RECORDED DATA:

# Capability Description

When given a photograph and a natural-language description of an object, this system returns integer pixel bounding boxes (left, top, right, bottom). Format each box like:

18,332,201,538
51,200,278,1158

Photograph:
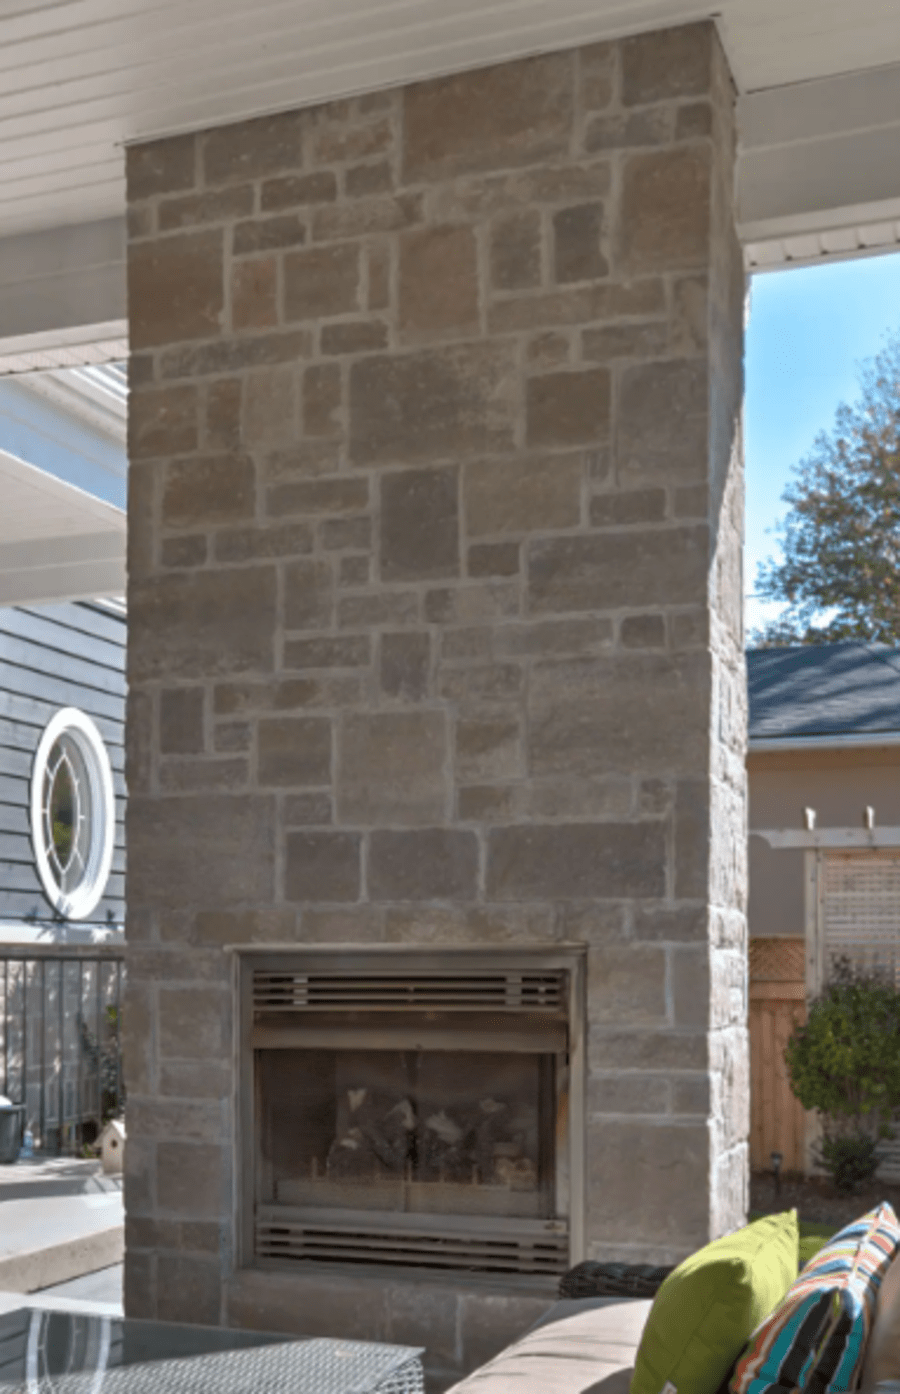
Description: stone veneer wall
123,21,748,1383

WHAT THE TASK ASKS: When the line containing "51,200,278,1158" has been located, retype it and each line after it through the end of the records, excluding the pictures and adding nothing else.

RESPONSE AREA:
51,200,278,1158

Photograph:
Description: stone veneer wall
123,21,748,1383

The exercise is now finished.